== Information

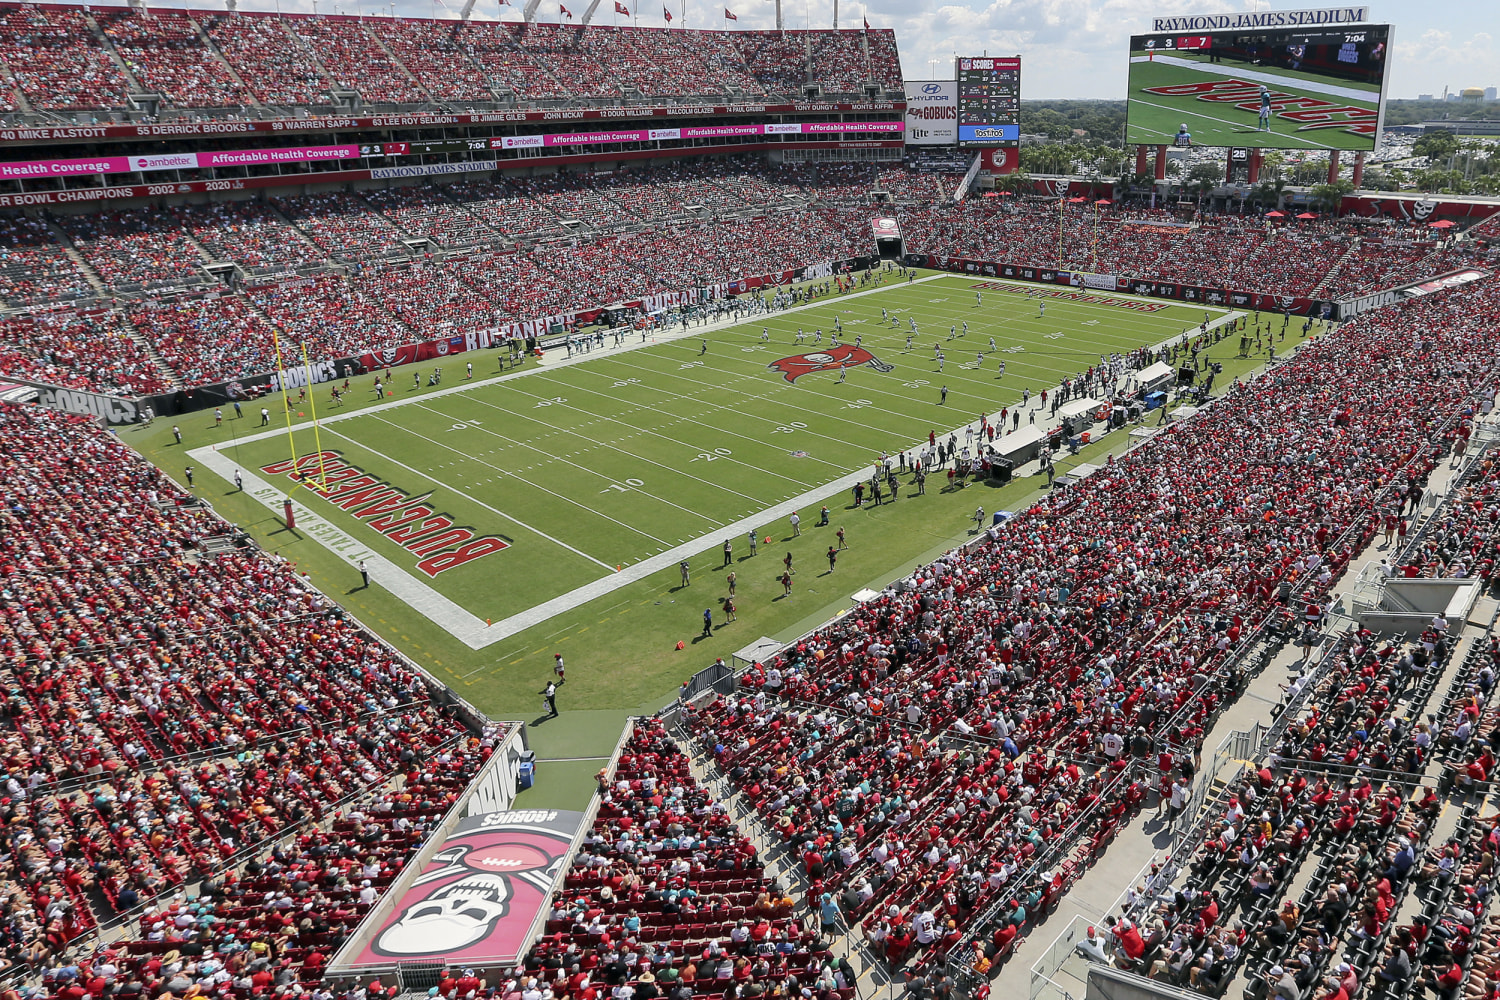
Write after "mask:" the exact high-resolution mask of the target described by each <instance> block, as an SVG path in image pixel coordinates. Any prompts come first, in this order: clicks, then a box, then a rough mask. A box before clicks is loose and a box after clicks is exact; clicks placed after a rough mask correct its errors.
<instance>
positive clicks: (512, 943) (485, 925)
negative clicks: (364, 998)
mask: <svg viewBox="0 0 1500 1000" xmlns="http://www.w3.org/2000/svg"><path fill="white" fill-rule="evenodd" d="M582 823H583V814H582V813H573V811H561V810H514V811H505V813H483V814H478V816H469V817H466V819H463V820H460V822H459V823H458V826H455V828H453V832H452V834H449V837H447V840H446V841H443V847H441V849H440V850H438V852H437V855H434V856H432V859H431V861H429V862H428V864H426V867H423V870H422V874H419V876H417V877H416V880H414V882H413V883H411V888H410V889H407V894H405V895H404V897H402V898H401V901H399V903H398V904H396V907H395V909H393V910H392V913H390V916H389V918H387V919H386V922H384V924H383V925H381V927H380V930H378V931H375V933H374V934H371V939H369V943H368V945H366V946H365V951H362V952H360V954H359V955H357V957H356V958H354V963H353V966H354V967H356V969H359V967H366V966H389V964H390V963H392V961H435V963H443V964H446V966H453V967H462V966H484V967H492V966H495V964H510V963H513V961H516V960H517V958H519V957H520V955H522V952H525V949H526V946H528V945H529V943H531V931H532V927H535V925H537V922H538V919H541V918H544V915H546V907H547V903H549V901H550V897H552V889H553V886H556V883H558V882H559V879H561V877H562V873H564V871H565V868H567V862H568V858H570V856H571V853H573V841H574V838H576V837H577V832H579V828H580V826H582Z"/></svg>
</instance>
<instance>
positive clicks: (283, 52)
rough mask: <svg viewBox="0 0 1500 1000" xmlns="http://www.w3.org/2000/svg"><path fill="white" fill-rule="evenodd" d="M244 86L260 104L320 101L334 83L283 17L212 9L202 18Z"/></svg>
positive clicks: (296, 105)
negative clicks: (262, 102)
mask: <svg viewBox="0 0 1500 1000" xmlns="http://www.w3.org/2000/svg"><path fill="white" fill-rule="evenodd" d="M199 24H201V25H202V30H204V33H205V34H207V36H208V39H210V40H211V42H213V43H214V46H216V48H217V49H219V52H222V54H223V58H225V60H226V61H228V63H229V64H231V66H234V67H236V70H239V73H240V79H243V81H245V85H246V87H249V88H251V91H252V93H254V94H255V96H257V97H258V99H260V100H261V102H263V103H270V105H282V106H288V105H291V106H299V105H320V103H326V102H327V99H329V96H327V94H329V90H330V88H332V84H330V82H329V78H327V76H324V75H323V70H321V69H320V67H318V61H317V57H315V55H314V51H312V48H311V46H309V45H308V42H306V40H305V39H303V37H302V36H300V34H297V33H296V31H290V30H287V21H285V19H282V18H279V16H275V15H267V13H260V12H248V10H246V12H236V13H228V15H225V13H214V15H210V16H205V18H202V19H201V21H199Z"/></svg>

====

What to produce.
The answer must consist only of the lines from the beginning of the entries above through the line that holds "positive clicks: (512, 943) (485, 925)", reproduced exactly and without pictures.

Solution to this exercise.
Write after "mask:" the exact high-resolution mask of the target described by each <instance> block, as an SVG path in image pixel coordinates. Any prompts come first, in this order: clicks, then a box, then a rough mask. A box before clicks is loose and a box after clicks is exact; clicks placed after a rough mask correct its errors.
<instance>
positive clicks: (512, 943) (485, 925)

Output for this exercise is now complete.